### [Problem to work on]
Within the entries underneath, how many lines include the string "mouth"? State only the number.

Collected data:
::::
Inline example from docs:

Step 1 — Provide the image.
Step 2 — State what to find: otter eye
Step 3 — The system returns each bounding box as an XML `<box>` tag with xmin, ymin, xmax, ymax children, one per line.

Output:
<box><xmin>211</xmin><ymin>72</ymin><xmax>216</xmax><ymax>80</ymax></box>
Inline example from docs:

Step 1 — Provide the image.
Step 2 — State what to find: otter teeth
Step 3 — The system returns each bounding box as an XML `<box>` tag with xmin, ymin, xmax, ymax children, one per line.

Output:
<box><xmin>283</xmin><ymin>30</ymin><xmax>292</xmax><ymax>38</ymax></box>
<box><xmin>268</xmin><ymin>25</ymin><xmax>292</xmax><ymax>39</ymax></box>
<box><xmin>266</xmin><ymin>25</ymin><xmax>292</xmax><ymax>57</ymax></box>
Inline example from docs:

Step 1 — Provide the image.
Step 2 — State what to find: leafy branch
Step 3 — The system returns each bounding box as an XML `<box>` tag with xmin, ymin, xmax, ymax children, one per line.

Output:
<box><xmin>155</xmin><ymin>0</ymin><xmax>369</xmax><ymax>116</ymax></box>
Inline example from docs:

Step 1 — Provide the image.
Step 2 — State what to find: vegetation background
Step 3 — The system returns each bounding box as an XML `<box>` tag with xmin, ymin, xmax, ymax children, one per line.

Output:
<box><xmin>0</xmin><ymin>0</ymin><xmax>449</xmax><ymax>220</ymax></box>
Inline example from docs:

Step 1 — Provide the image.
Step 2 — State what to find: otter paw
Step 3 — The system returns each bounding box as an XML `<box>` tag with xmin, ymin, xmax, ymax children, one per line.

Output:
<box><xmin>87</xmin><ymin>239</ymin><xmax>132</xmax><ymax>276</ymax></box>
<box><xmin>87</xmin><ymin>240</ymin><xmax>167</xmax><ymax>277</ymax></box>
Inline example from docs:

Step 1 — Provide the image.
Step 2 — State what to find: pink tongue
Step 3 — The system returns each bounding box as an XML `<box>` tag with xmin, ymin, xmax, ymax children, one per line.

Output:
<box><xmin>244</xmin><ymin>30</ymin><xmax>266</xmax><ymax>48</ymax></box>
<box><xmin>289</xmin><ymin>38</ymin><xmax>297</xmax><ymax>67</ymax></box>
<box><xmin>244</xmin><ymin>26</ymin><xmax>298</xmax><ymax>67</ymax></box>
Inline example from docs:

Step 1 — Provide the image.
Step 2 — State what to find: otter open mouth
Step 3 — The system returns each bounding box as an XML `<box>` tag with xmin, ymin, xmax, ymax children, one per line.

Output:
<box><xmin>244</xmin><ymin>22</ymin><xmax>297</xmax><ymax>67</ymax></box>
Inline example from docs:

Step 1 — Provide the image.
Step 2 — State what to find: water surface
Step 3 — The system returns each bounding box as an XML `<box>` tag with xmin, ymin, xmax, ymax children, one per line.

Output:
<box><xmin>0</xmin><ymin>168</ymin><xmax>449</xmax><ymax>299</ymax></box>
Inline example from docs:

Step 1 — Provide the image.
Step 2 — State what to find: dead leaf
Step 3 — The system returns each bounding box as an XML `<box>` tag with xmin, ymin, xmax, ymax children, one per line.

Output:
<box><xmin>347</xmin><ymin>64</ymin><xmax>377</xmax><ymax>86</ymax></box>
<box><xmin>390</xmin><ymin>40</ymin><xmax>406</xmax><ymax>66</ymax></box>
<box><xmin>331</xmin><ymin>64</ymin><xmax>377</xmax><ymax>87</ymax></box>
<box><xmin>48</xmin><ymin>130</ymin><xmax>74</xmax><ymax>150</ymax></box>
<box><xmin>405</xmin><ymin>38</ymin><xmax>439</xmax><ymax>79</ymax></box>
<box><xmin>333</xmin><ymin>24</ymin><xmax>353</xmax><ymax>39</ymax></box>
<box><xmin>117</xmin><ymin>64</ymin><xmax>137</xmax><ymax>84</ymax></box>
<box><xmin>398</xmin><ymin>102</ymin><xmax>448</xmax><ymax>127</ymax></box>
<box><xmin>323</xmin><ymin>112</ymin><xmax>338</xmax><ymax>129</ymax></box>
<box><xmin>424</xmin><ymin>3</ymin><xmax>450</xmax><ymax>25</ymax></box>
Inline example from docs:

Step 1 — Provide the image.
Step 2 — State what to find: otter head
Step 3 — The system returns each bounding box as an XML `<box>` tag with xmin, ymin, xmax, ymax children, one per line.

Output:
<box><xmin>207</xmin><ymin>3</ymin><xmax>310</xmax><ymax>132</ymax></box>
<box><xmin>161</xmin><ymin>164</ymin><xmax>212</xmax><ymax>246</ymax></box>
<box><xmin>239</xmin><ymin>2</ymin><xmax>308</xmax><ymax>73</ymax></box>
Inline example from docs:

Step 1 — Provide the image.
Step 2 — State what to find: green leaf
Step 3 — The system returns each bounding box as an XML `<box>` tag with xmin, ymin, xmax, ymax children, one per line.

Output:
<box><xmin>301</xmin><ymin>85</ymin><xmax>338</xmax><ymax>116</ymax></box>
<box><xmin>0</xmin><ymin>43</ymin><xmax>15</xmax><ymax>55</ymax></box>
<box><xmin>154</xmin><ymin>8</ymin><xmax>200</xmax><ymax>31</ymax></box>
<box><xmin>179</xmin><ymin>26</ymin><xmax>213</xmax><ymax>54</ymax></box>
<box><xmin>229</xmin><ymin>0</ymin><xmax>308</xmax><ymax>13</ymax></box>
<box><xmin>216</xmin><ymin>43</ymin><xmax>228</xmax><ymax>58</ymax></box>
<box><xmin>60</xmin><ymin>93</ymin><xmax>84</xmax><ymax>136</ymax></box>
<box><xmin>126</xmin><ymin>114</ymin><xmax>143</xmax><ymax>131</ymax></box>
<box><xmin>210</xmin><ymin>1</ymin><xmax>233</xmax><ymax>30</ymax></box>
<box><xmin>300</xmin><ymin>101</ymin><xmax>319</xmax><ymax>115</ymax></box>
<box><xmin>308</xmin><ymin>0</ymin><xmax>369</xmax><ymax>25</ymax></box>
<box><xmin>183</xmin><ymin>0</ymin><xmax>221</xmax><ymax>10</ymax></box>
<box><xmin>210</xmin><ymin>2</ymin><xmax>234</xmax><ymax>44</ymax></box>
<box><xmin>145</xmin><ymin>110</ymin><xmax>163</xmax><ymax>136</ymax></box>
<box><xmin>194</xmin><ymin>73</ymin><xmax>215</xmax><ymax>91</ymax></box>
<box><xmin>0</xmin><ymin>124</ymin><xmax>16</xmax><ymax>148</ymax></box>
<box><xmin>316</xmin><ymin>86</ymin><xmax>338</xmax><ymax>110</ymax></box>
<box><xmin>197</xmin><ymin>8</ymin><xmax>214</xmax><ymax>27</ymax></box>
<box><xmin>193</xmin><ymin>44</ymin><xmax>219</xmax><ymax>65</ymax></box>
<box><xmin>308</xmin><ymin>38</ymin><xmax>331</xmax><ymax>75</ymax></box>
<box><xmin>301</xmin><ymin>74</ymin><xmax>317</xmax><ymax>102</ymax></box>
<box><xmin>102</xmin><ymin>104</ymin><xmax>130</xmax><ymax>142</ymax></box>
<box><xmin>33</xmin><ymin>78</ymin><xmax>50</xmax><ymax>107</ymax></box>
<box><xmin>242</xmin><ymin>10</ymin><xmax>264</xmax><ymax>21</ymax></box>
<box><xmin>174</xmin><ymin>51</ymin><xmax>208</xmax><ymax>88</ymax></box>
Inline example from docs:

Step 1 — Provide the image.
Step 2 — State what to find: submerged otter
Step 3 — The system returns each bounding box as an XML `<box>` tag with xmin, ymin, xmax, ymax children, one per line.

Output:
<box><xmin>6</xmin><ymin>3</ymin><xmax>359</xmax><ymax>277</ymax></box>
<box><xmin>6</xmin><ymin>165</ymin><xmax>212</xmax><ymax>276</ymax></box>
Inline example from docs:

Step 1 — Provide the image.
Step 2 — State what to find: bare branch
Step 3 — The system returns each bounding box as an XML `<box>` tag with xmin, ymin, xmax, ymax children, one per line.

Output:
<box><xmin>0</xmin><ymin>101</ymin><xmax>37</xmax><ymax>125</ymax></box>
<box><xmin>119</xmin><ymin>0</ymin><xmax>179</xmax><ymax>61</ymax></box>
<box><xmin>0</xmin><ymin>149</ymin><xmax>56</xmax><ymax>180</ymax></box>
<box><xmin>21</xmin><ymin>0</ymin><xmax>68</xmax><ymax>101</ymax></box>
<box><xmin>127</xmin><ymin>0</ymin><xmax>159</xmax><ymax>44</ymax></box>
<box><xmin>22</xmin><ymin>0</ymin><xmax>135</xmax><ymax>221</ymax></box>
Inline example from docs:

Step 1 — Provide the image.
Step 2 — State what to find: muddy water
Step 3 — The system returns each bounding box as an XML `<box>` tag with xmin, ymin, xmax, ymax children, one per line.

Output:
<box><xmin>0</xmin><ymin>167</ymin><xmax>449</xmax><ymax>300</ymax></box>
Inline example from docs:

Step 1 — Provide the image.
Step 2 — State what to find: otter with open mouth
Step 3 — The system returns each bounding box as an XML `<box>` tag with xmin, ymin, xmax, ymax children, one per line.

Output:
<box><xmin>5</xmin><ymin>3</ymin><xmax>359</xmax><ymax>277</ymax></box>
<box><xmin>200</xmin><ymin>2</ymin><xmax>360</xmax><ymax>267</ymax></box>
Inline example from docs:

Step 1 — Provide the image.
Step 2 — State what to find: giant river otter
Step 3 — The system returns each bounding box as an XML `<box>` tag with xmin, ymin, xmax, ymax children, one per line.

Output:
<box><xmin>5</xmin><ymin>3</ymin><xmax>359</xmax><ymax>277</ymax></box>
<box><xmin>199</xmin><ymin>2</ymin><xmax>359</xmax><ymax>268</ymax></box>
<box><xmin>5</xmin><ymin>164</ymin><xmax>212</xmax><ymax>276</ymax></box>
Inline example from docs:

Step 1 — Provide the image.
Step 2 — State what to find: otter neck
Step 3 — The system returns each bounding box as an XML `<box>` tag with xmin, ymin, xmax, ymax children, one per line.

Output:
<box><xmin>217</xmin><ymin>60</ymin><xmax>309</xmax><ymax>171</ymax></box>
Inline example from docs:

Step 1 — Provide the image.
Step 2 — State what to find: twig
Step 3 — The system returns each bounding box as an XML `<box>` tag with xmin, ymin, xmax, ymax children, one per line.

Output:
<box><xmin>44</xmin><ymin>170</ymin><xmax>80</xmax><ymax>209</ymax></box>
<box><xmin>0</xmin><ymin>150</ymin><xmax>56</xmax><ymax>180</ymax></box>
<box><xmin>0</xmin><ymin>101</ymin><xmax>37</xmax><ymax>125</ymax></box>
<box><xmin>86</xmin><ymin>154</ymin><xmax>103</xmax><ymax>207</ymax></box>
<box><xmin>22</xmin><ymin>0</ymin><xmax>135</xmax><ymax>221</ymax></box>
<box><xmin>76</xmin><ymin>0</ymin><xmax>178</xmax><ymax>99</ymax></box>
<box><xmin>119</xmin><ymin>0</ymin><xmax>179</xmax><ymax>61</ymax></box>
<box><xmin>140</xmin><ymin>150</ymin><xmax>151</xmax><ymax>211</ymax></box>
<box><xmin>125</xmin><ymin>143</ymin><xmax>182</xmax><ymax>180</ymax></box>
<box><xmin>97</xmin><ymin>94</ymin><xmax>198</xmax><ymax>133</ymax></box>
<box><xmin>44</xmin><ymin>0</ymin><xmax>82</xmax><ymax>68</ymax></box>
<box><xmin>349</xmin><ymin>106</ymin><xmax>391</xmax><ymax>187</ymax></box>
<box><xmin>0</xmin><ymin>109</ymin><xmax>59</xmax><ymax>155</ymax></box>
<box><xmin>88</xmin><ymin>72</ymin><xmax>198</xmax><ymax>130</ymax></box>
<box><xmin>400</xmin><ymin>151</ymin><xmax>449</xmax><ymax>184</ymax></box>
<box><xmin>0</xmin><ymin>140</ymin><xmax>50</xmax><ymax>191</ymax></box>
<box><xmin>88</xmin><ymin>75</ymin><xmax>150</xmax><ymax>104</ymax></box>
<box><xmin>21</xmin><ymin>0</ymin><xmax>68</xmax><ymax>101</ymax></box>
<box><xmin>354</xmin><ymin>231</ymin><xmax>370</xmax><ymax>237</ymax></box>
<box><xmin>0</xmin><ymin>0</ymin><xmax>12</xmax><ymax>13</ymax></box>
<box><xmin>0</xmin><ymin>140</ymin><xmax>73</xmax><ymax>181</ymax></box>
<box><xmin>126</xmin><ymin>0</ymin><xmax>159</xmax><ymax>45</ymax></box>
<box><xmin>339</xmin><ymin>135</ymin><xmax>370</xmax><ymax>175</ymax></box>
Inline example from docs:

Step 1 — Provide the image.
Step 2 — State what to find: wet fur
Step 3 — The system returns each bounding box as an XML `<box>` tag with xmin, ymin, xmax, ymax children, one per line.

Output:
::::
### [Task result]
2